Exercise data »
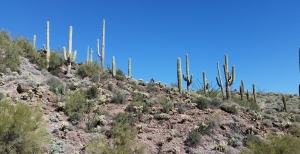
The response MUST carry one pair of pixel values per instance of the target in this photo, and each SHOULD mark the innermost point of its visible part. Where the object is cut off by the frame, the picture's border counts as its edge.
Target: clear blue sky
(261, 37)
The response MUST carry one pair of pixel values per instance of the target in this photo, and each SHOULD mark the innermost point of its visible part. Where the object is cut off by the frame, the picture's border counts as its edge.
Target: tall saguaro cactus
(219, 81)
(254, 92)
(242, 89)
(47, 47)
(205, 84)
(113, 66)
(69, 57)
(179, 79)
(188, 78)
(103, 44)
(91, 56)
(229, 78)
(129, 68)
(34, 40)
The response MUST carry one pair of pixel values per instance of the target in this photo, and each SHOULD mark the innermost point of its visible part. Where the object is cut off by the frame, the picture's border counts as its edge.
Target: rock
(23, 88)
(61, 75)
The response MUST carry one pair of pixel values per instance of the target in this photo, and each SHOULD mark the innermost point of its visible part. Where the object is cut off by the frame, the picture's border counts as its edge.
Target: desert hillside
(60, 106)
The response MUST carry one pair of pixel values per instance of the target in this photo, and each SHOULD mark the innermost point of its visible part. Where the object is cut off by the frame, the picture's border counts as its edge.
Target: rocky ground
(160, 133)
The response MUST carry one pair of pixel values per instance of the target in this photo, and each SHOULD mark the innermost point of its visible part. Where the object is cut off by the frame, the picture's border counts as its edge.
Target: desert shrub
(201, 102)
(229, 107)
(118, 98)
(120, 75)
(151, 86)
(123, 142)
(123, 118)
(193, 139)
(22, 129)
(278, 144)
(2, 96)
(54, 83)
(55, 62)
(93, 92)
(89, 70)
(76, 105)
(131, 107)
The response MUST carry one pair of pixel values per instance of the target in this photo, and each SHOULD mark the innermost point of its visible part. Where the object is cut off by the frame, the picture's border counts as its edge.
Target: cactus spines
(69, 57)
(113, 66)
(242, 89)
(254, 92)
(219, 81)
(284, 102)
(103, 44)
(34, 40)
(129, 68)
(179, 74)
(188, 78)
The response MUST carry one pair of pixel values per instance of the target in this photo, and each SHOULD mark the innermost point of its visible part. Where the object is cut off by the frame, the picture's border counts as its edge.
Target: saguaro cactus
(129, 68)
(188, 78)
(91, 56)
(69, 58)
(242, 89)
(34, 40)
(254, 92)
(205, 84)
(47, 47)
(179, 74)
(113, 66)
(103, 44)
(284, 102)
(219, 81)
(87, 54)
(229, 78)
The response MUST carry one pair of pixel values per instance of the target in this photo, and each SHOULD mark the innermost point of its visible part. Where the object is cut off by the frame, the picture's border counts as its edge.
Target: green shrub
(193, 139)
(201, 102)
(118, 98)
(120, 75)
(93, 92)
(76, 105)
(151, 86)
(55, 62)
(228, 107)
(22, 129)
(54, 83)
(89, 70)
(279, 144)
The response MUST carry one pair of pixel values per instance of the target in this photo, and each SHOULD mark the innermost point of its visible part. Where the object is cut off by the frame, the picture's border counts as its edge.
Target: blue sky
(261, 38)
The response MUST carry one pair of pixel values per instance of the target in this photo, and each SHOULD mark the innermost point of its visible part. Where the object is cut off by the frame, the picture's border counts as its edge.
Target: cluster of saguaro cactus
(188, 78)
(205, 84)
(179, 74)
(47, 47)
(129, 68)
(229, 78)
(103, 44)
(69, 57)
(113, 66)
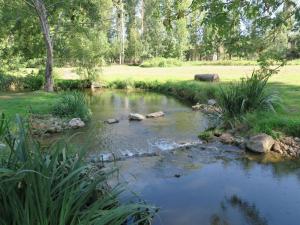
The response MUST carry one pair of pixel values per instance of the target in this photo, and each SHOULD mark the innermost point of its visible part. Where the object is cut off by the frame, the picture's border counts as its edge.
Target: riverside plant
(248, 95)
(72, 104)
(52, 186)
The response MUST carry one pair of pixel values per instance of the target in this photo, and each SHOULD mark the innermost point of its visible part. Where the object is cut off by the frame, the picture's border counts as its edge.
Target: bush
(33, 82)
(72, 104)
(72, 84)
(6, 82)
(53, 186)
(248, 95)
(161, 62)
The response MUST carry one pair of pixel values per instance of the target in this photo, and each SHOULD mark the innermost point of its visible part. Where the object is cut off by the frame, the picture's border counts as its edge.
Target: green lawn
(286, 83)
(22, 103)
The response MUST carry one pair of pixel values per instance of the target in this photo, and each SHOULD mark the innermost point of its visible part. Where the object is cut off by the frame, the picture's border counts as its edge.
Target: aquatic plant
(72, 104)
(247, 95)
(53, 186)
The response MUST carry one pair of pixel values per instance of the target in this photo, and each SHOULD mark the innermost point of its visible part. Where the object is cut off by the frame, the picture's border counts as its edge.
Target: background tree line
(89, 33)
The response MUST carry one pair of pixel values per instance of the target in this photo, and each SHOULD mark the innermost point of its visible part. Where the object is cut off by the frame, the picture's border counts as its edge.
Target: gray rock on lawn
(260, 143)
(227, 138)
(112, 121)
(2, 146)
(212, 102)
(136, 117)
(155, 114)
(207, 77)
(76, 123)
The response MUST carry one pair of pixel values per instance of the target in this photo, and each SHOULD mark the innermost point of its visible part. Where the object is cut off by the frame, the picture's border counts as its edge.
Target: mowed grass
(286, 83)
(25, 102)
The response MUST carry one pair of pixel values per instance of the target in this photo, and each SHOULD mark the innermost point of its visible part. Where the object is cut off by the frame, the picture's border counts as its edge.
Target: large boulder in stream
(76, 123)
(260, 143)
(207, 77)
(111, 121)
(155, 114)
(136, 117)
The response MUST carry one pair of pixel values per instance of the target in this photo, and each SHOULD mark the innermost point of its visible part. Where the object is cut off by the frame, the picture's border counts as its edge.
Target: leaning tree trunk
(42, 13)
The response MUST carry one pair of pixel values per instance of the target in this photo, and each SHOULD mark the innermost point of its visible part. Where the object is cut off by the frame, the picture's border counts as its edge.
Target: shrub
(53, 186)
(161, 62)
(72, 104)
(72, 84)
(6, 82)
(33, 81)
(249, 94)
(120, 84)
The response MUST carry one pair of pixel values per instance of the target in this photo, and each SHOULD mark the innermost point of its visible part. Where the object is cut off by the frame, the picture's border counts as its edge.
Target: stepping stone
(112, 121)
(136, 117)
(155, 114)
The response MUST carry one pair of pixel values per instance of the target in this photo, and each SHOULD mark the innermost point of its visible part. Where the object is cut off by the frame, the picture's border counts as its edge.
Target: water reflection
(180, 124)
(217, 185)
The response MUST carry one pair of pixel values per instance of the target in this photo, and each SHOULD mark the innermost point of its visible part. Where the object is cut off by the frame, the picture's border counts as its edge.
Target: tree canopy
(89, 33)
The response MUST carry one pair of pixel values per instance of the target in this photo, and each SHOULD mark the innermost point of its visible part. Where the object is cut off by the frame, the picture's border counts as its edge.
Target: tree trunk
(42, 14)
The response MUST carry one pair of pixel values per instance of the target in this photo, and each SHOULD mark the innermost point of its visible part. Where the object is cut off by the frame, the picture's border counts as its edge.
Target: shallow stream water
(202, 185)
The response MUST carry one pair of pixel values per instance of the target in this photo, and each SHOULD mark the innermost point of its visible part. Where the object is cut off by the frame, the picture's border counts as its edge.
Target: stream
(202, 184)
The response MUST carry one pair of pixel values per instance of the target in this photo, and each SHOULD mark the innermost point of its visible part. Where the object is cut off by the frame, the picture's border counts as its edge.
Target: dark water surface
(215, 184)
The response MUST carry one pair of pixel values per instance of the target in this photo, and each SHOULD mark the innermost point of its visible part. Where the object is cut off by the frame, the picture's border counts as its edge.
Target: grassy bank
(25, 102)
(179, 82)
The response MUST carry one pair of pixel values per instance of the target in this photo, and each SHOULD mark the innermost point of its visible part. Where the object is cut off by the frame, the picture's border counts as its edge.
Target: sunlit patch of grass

What is expected »
In your copy, include no pictures; print every line above exactly.

Your response »
The response MUST carry one pair of pixel values per instance of the target in this photo, and each SHOULD mark the innermost point of its visible part. Where the object is cut off by the frame, the picture's border counts as its edge.
Target: clear blue sky
(261, 37)
The response MUST carry one pair of pixel values per instance of the target in this photo, and each SHOULD mark the innermost point of its visible part. Where the object is cut off by the frame, the picture's border counts as its edge.
Target: tall saguaro cactus
(219, 81)
(254, 92)
(242, 89)
(47, 47)
(205, 84)
(113, 66)
(69, 57)
(179, 79)
(188, 78)
(103, 44)
(91, 56)
(229, 78)
(129, 68)
(34, 40)
The response MUST carry one pair of pixel values per instance of the target in this photo, and each SHOULD mark the innermost point of its visible part. Where the object is cut off by the frame, the picture's border counts as its edge.
Target: rock
(23, 88)
(61, 75)
The response MUST carry one pair of pixel values per instance of the target in this photo, and each SHOULD mark the innermost point of its visible part. Where the object is cut off by the frame, the picture's border counts as its edge.
Target: desert hillside
(60, 106)
The response MUST carry one pair of pixel values per instance of the target in this photo, and each SHOULD mark the innermost point of its visible part. Where the object is cut off by the frame, the picture's border counts as its edge.
Target: rocky ground
(160, 133)
The response MUST carry one pair of pixel values per instance of the target in this photo, and each SHOULD mark the innermost point of its visible part. Where the object is cut off by the frame, the picture's border counts as its edge.
Target: desert shrub
(201, 102)
(229, 107)
(118, 98)
(120, 75)
(151, 86)
(123, 142)
(123, 118)
(193, 139)
(22, 129)
(278, 144)
(2, 96)
(54, 83)
(55, 62)
(93, 92)
(89, 70)
(76, 105)
(131, 107)
The response MUST carry one pair of pixel values per instance of the target in this photo, and each SHOULD mark the innermost point of its visible part. Where the object is cut off by the frame, the picture's border counts as its edge.
Target: cactus spines
(69, 57)
(113, 66)
(242, 89)
(254, 92)
(219, 81)
(284, 102)
(103, 44)
(34, 40)
(129, 68)
(179, 74)
(188, 78)
The response MUST carry one pair of pixel values per instance of the target in this photo, and each SHOULD mark the innermost point of its visible part. Where the object is cut off by the frame, the picture's border counts as its edge.
Target: saguaro cactus
(129, 68)
(188, 78)
(91, 56)
(69, 58)
(242, 89)
(34, 40)
(254, 92)
(205, 84)
(47, 47)
(179, 74)
(113, 66)
(103, 44)
(284, 102)
(219, 81)
(87, 54)
(229, 78)
The response MUST carry one pair of pixel values per instance of the target in this photo, and each SHOULD mark the innermost point of its visible part. Where the object is cut off by the frame, the picture's border counts as its edge.
Target: green shrub
(193, 139)
(201, 102)
(118, 98)
(120, 75)
(93, 92)
(76, 105)
(151, 86)
(55, 62)
(228, 107)
(22, 129)
(54, 83)
(89, 70)
(279, 144)
The response MUST carry one pair of pixel values per instance of the target in this photo, and each SHOULD mark the innermost point of its visible part. Where the object is cut off by the frame, the picture's border counts as its edge.
Target: blue sky
(261, 38)
The response MUST carry one pair of pixel values per instance of the target in this photo, and each SHOULD mark the innermost point of its visible part. Where the object is cut off by the frame, the picture's border counts as its edge.
Target: cluster of saguaro cactus
(188, 78)
(205, 84)
(179, 74)
(47, 47)
(129, 68)
(229, 78)
(103, 44)
(69, 57)
(113, 66)
The response MUST carry one pair of pixel values per instance of the target in this photo, and each SHOULD mark the innermost point of its visible part. Where the object is cut off by the frame, the picture's border counts as its edge.
Target: riverside plant
(248, 95)
(72, 104)
(52, 186)
The response MUST carry one pair of pixel values per instance of the target in this photo, and each SHOULD mark the innermost point of its visible part. Where the object is cut off by the frame, the picture's border counts as its edge.
Target: bush
(33, 82)
(72, 104)
(72, 84)
(6, 82)
(53, 186)
(248, 95)
(161, 62)
The response MUST carry one pair of pixel values per instance of the target in this photo, and each SHOULD mark the innermost point of its visible part. Where the object is cut off by the frame, the picture's border counts as its edge.
Target: green lawn
(286, 83)
(22, 103)
The response MUST carry one pair of pixel values per instance of the target in this photo, and each SHOULD mark the innermost point of its visible part. Where the object is cut off by the frame, the picture's border counts as its edge.
Target: aquatic plant
(72, 104)
(247, 95)
(53, 186)
The response MUST carry one pair of pixel values per instance of the target in this photo, and each SHOULD mark the innermost point of its visible part. Where the object is cut off by the frame, the picture's border counts as its edge.
Target: background tree line
(89, 33)
The response MUST carry one pair of pixel values per instance of the target in this photo, and each SHOULD mark the innermost point of its visible part. Where the object is cut off by the frame, the picture's border counts as its edge.
Target: gray rock on lawn
(260, 143)
(227, 138)
(112, 121)
(2, 146)
(212, 102)
(136, 117)
(155, 114)
(207, 77)
(76, 123)
The response MUST carry one pair of pixel values per instance of the target in this photo, and each SHOULD mark the innermost point of its visible part. Where the object is cut off by the frame, the picture's border counts as its edge.
Target: mowed grass
(286, 83)
(25, 102)
The response MUST carry one pair of pixel values per instance of the target in this photo, and each SHOULD mark the innermost point of its visible part. Where the object is cut off by the frame, the picture's border counts as its edge.
Target: large boulder in stream
(76, 123)
(260, 143)
(207, 77)
(111, 121)
(155, 114)
(136, 117)
The response MUST carry one pair of pixel values per instance of the target in this photo, and each SHOULD mark the innermost point of its visible part. Where the object is cut off by the frame, the picture's border counts as its edge.
Target: leaning tree trunk
(42, 13)
The response MUST carry one pair of pixel values per instance of the target in this photo, and each SHOULD mark the innermost point of its visible part. Where the object is cut off by the frame, the picture's border counts as its edge.
Target: shrub
(53, 186)
(161, 62)
(72, 104)
(72, 84)
(6, 82)
(33, 81)
(249, 94)
(120, 84)
The response MUST carry one pair of pixel values per instance of the target in this photo, and each SHOULD mark the innermost point of its visible part. Where the object is cut off by the frame, the picture's border counts as its edge.
Target: stepping stone
(112, 121)
(136, 117)
(155, 114)
The response MUST carry one pair of pixel values per instance of the target in this photo, and each SHOULD mark the innermost point of its visible part. Where the object is cut off by the frame, the picture's border counts as its edge.
Target: water reflection
(180, 124)
(217, 185)
The response MUST carry one pair of pixel values per instance of the target in this photo, and each SHOULD mark the innermost point of its visible part. Where the object is cut off by the frame, the picture's border counts as its edge.
Target: tree canopy
(89, 33)
The response MUST carry one pair of pixel values per instance of the target in this photo, and each SHOULD mark the innermost point of its visible part. Where the object is cut off by the frame, the picture's border counts as its edge.
Target: tree trunk
(42, 14)
The response MUST carry one pair of pixel values per instance of the target in this photo, and each SHOULD mark the innermost point of its visible part. Where the object is cut off by the frame, the picture's border counts as its edge.
Target: shallow stream water
(202, 185)
The response MUST carry one pair of pixel values per instance of the target in this photo, and each SHOULD mark the innermost point of its visible part. Where the object is cut off by the frame, the picture's border counts as its edge.
Target: stream
(202, 184)
The response MUST carry one pair of pixel values per instance of the target in this photo, and each SHOULD mark the innermost point of its visible part. Where the object is cut off by the frame, the picture's border counts as its edge.
Target: dark water surface
(215, 184)
The response MUST carry one pair of pixel values per instance of the target in this photo, and each SHOULD mark the innermost point of its visible part. Where the object is cut off by the frame, the picture's border counts as its edge.
Target: grassy bank
(25, 102)
(179, 82)
The response MUST carry one pair of pixel values per instance of the target in this photo, and each SHOULD mark the innermost point of its visible part. Where the object is cut off by the frame, the picture's border counts as its edge.
Target: sunlit patch of grass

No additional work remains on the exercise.